ACTIVITY
Every line of the entries below that carries the string "mirror" should be copied.

RAW DATA
-.-.-
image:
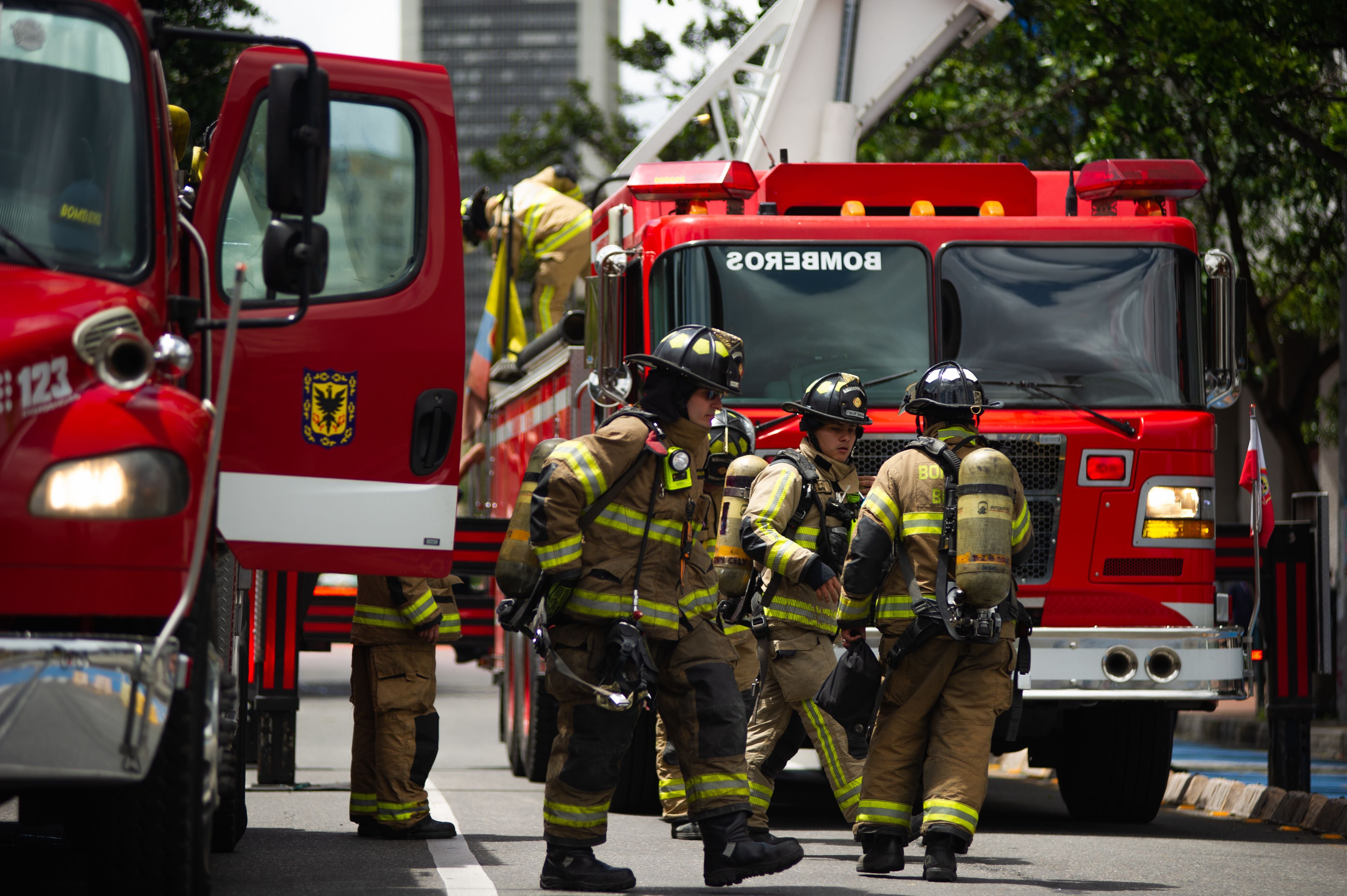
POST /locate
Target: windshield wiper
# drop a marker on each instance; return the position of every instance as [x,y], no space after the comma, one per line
-.-.-
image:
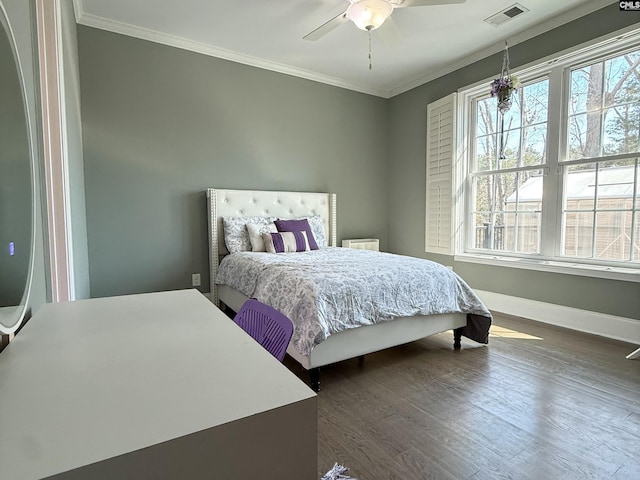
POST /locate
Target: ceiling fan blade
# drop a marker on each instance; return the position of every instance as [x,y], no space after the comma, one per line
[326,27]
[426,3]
-.-.-
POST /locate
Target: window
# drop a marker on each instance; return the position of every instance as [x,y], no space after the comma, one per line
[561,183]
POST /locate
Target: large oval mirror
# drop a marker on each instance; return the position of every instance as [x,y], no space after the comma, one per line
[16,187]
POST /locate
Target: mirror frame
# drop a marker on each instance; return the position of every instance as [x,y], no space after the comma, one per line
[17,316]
-.-.-
OUTPUT BELOW
Target: large oval mirror
Target: mirror frame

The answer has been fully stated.